■ **RAW RECORDS**:
┄┄┄┄┄┄┄┄┄┄┄┄┄┄┄┄┄┄┄┄

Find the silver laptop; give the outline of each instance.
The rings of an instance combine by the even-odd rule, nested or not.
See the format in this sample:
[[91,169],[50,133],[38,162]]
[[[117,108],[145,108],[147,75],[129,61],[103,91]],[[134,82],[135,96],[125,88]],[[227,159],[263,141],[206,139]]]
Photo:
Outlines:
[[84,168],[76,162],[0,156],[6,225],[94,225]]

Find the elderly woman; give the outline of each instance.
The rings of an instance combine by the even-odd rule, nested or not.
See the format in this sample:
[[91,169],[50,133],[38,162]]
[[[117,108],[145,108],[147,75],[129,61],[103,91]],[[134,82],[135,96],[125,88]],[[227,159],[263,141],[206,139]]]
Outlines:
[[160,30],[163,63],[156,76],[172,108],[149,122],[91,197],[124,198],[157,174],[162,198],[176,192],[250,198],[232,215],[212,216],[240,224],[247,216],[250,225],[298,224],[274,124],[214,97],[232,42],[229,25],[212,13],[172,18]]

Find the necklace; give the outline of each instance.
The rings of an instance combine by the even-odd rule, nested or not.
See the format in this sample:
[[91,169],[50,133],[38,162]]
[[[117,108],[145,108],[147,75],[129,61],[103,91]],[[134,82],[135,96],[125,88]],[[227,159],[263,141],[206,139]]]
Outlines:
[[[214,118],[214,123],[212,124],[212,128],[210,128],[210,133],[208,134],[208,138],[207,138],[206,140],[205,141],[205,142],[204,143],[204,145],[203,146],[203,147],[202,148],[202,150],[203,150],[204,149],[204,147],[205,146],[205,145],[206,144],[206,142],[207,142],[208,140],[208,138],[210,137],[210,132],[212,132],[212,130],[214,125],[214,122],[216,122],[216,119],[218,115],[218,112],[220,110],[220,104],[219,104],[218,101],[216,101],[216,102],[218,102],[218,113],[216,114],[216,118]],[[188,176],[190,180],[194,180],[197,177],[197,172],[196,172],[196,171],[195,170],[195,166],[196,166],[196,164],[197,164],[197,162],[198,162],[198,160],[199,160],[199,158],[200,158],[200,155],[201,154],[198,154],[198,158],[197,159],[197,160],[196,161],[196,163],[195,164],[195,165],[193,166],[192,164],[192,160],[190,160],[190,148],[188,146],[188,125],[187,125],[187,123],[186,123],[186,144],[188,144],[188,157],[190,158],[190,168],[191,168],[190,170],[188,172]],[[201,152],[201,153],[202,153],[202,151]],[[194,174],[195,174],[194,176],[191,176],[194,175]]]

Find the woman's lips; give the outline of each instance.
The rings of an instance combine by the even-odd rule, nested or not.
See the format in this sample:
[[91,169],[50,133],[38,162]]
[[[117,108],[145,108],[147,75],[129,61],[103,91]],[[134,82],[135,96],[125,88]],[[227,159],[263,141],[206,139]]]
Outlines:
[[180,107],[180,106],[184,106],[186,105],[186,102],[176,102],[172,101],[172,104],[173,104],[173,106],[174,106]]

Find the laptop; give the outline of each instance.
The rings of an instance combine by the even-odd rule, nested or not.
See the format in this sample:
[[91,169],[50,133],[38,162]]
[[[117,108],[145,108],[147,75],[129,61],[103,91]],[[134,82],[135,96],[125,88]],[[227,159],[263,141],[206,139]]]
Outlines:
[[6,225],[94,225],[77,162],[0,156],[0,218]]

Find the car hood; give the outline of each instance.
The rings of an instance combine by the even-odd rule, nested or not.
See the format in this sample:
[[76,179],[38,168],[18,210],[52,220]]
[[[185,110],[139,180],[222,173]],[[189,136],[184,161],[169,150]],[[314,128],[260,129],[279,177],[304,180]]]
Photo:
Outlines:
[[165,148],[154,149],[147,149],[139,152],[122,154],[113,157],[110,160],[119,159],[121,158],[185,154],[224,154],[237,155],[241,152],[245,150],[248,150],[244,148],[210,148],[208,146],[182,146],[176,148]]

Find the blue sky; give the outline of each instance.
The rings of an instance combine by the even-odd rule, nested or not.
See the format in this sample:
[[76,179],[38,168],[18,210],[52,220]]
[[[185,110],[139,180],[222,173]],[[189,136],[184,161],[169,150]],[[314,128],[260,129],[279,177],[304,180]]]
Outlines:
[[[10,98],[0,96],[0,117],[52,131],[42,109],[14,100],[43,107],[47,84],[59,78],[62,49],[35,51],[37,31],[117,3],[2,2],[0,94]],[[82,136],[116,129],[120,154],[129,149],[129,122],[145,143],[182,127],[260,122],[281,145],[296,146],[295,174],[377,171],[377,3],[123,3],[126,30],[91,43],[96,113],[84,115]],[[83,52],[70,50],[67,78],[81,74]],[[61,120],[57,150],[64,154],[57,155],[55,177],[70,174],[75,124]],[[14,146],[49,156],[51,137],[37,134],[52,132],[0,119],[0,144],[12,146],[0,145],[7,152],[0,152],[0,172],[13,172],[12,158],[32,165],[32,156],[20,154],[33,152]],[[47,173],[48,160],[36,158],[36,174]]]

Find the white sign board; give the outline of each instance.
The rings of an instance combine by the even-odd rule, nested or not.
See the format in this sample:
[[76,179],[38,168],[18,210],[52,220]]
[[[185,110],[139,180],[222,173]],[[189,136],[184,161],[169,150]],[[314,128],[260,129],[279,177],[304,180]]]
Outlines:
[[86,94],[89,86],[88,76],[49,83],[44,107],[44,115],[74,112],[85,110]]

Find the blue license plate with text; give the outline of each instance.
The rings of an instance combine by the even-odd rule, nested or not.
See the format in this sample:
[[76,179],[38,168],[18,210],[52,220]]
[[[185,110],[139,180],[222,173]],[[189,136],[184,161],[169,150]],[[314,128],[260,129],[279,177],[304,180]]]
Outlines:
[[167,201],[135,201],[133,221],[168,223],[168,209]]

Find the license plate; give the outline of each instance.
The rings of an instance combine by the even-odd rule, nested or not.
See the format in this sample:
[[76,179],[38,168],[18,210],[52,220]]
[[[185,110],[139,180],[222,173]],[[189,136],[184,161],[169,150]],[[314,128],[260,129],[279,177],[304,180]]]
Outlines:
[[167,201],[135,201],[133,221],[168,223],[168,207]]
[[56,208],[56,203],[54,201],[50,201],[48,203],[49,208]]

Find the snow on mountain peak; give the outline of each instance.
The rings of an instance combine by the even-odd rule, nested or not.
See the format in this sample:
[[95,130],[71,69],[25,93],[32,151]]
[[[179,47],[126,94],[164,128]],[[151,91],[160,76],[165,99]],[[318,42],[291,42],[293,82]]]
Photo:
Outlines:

┄┄┄┄┄┄┄┄┄┄┄┄┄┄┄┄┄┄┄┄

■ **YOUR OBJECTIVE**: Reproduce, word for word, every line starting at the line that contains "Find the license" and ending with the final line of the entries.

■ **THE OUTPUT**:
Find the license plate; give the outline of each instance.
The rings of an instance combine by the even-odd rule, nested or not.
See the format in this sample:
[[76,179],[38,168],[18,210],[52,220]]
[[[185,110],[139,180],[222,173]],[[189,136],[184,161],[169,150]],[[314,128],[260,129],[279,177],[304,180]]]
Outlines:
[[167,201],[135,201],[133,221],[168,223],[168,207]]
[[56,208],[56,203],[54,201],[50,201],[48,203],[49,208]]

Find the snow on mountain peak; give the outline of each instance.
The rings of an instance combine by the even-odd rule, nested or not.
See the format in this sample:
[[95,130],[71,69],[25,93],[32,151]]
[[[179,47],[126,94],[164,128]],[[151,91],[160,76],[165,99]],[[318,42],[291,42],[293,82]]]
Photo:
Outlines:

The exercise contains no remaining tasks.